What is required:
Copy the stretch of the items below from the line containing "Please examine the scan above and tell me where the dark" through the line containing "[0,65,17,77]", word for word. Include both of those lines and nothing else.

Provided records:
%%
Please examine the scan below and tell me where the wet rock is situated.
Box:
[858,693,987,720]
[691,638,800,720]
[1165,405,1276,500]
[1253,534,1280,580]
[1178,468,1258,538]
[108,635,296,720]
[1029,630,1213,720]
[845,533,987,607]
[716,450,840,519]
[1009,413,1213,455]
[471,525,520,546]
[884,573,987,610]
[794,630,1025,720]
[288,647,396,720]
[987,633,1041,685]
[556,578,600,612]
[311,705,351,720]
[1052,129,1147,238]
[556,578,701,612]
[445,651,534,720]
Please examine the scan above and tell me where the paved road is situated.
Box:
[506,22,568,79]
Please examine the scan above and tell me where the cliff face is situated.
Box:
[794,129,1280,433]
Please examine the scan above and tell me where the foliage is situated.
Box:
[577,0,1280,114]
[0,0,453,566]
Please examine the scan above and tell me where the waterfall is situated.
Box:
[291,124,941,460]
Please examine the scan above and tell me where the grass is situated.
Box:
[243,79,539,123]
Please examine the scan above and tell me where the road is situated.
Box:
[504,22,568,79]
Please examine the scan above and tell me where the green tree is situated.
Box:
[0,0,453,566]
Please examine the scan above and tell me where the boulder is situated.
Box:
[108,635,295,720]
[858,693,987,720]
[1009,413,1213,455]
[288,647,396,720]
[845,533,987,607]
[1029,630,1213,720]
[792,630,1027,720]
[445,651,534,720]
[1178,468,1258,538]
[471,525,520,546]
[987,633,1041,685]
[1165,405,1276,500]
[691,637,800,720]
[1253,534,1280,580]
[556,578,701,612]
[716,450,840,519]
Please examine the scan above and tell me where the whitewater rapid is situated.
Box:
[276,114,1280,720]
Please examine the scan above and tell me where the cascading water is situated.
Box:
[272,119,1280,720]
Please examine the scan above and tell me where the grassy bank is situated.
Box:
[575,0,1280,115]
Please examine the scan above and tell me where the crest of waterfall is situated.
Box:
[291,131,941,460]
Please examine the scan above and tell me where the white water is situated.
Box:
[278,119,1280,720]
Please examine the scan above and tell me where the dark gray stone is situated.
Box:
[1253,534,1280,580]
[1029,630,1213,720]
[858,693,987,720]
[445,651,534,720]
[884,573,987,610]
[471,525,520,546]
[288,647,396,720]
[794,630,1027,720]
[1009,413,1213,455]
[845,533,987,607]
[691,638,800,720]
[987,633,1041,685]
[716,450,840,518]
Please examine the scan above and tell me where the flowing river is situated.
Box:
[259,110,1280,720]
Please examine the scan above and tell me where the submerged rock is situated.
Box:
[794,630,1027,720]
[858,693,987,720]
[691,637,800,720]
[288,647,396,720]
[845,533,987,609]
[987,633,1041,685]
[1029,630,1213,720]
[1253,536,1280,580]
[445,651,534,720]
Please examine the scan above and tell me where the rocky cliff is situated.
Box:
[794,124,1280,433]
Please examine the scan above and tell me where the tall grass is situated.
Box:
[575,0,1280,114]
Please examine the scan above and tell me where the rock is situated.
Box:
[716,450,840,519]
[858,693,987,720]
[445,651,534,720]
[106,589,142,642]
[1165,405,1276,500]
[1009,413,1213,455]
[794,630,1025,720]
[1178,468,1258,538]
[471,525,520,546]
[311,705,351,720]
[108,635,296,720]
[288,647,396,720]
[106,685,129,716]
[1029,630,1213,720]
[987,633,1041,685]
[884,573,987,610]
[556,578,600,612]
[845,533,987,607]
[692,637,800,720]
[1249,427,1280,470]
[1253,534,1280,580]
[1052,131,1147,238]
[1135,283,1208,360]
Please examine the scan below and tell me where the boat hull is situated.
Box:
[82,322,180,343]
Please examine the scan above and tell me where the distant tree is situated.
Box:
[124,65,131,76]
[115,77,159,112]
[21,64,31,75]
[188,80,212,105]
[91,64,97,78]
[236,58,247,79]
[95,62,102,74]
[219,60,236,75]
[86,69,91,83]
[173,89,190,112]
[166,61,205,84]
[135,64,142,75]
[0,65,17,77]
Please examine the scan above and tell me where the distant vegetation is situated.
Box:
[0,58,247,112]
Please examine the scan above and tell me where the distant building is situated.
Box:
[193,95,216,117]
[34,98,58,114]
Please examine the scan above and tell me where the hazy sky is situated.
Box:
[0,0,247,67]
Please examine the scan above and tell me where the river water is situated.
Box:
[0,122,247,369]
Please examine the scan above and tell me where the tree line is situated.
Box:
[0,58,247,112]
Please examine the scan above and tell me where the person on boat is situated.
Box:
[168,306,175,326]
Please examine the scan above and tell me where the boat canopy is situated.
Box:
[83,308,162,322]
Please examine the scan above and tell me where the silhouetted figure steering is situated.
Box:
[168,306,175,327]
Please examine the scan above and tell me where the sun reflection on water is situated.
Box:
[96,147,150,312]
%%
Right answer:
Please examine the scan above and tell me where the dark gray stone is situated.
Box:
[1253,534,1280,580]
[1029,630,1213,720]
[858,693,987,720]
[445,651,534,720]
[884,573,987,610]
[471,525,520,546]
[288,647,396,720]
[794,630,1027,720]
[1009,413,1213,455]
[845,533,987,607]
[691,638,800,720]
[987,633,1041,685]
[716,450,840,518]
Please examine the scan above and tell me where the flowing river is situated.
Box:
[259,110,1280,720]
Please examine the scan above and tell me where the submerged rock is situated.
Box:
[794,630,1027,720]
[858,693,987,720]
[691,637,800,720]
[288,647,396,720]
[845,533,987,609]
[987,633,1041,685]
[1029,630,1213,720]
[1253,536,1280,580]
[445,651,534,720]
Please examine the scan above and tell me where the rocky cliff is situated.
Box:
[794,124,1280,433]
Please examine the scan above and tell me where the tall grass is situated.
Box:
[575,0,1280,114]
Please examine the scan above and tell me where the rock is situated.
Box:
[716,450,840,519]
[858,693,987,720]
[445,651,534,720]
[106,589,142,642]
[1165,405,1276,500]
[1009,413,1213,455]
[794,630,1025,720]
[1178,468,1258,538]
[471,525,520,546]
[311,705,351,720]
[108,635,296,720]
[288,647,396,720]
[106,685,129,716]
[1029,630,1213,720]
[987,633,1041,685]
[884,573,987,610]
[556,578,600,612]
[845,533,987,607]
[692,637,800,720]
[1249,427,1280,470]
[1253,534,1280,580]
[1052,131,1147,238]
[1135,283,1208,360]
Please examine the scan below and tell me where the boat hull is situated.
Box:
[82,322,180,343]
Please examine the scan above and tell me where the distant tree is situated.
Box:
[124,65,131,76]
[115,77,159,112]
[21,64,31,75]
[188,80,212,105]
[91,64,97,78]
[236,58,247,79]
[95,62,102,74]
[219,60,236,75]
[86,69,91,83]
[173,89,190,112]
[166,61,205,84]
[135,64,142,75]
[0,65,17,77]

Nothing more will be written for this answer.